> **Given task**:
Starting at the first line of the data below and stopping after the line that contains "[56,340,462,896]", put each of those lines into a JSON list of strings, one string per line, with blank lines omitted.

> **Input rows**:
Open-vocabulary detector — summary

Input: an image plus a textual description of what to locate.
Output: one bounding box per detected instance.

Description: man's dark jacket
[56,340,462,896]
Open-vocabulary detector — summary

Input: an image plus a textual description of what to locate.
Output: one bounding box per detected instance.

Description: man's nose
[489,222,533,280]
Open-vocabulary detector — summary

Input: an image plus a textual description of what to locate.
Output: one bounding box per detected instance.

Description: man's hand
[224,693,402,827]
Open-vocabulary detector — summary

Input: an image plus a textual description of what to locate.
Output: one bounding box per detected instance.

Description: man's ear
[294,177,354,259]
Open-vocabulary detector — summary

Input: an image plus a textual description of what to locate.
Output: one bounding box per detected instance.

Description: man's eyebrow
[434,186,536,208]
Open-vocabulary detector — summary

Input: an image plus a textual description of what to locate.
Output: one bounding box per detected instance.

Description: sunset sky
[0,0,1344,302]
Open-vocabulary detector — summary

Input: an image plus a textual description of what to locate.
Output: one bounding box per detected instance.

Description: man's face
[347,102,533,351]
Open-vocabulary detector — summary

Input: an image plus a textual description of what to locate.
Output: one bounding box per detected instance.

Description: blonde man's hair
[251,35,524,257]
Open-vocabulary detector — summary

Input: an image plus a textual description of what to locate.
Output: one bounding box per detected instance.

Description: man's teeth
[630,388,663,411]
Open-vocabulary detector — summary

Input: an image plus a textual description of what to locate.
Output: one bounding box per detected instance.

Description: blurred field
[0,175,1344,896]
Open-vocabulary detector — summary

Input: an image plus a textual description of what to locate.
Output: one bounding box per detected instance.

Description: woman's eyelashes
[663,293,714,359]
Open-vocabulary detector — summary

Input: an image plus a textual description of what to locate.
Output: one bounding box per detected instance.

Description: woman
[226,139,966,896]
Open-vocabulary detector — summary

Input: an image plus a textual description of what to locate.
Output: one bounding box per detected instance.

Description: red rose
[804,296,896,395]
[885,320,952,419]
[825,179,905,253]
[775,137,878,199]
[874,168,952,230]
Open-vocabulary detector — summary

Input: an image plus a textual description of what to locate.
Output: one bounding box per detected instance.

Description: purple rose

> **Task output**:
[
  "Open-vocabulary detector — summary",
  "Input: an image plus a textual description of what to locate.",
  "Output: one bounding box per detected instance.",
  "Description: man's dark jacket",
  "[56,340,462,896]"
]